SET OF TASKS
a - Reproduce verbatim the passage of the essay on teaching between "Posted: 06/10/11 06:19" and "and limited teaching?", inclusive.
b - In the essay on teaching, what event did the young teacher and another teacher attend with the school's financial support?

PAGE
Posted: 06/10/11 06:19 PM ET

I've been a classroom teacher for a long time now and I'm grateful to be in a school that supports and values my way of teaching. It makes me very happy to spend my days with children who are talented, creative, and eager to learn. It also makes me very happy to work with a cohort of talented and committed colleagues, veterans like me as well as those relatively new to the profession. And it is the latter I worry about when I read yet another diatribe against our profession on how we educators are failing America one way or another. Will these newer to the profession, in this time of tests and standards and accountability, still be creative teachers? Able to ignore the calls for simplistic and limited teaching?

Yes. Yes, they will.

I think today of a young woman who came to my school five years ago as an associate teacher, working in five fourth-grade classrooms. She made her mark immediately, embracing every aspect of her position. Grammar? Deadly, right? Not with this teacher who thought hard about it and came up with creative and innovative lessons. During recess she was eagle-eyed, paying particularly close attention to the most vulnerable students. And when a head teaching position opened up, there was absolutely no question that she would be the one to fill it.

Over the next four years this young teacher, while being a remarkable teacher for her own students, also brought so much to the fourth grade curriculum in general. For our study of forced immigration she developed a unit on the Gullah who have been shown to be directly linked to the people of Sierra Leone. At her suggestion, and with the school's financial support, she and another teacher went to the Gullah's annual Heritage Days celebrations. And she didn't stop there, but kept thinking and considering the way we taught immigration throughout the year.

MATERIAL PROVIDED

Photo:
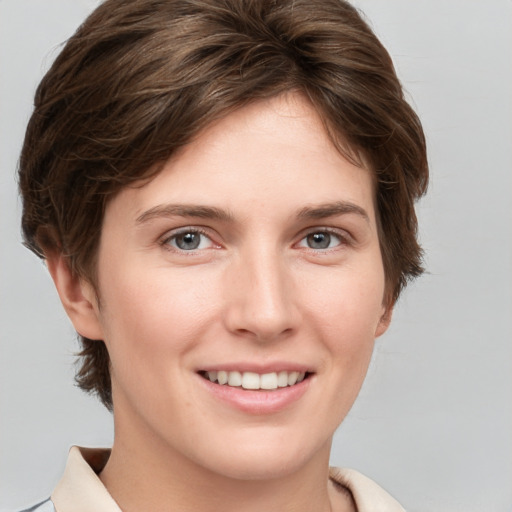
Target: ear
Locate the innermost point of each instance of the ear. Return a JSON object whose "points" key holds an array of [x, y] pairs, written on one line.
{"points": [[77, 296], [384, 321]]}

RESULTS OF THE EXERCISE
a -
Posted: 06/10/11 06:19 PM ET

I've been a classroom teacher for a long time now and I'm grateful to be in a school that supports and values my way of teaching. It makes me very happy to spend my days with children who are talented, creative, and eager to learn. It also makes me very happy to work with a cohort of talented and committed colleagues, veterans like me as well as those relatively new to the profession. And it is the latter I worry about when I read yet another diatribe against our profession on how we educators are failing America one way or another. Will these newer to the profession, in this time of tests and standards and accountability, still be creative teachers? Able to ignore the calls for simplistic and limited teaching?

b - The Gullah's annual Heritage Days celebrations.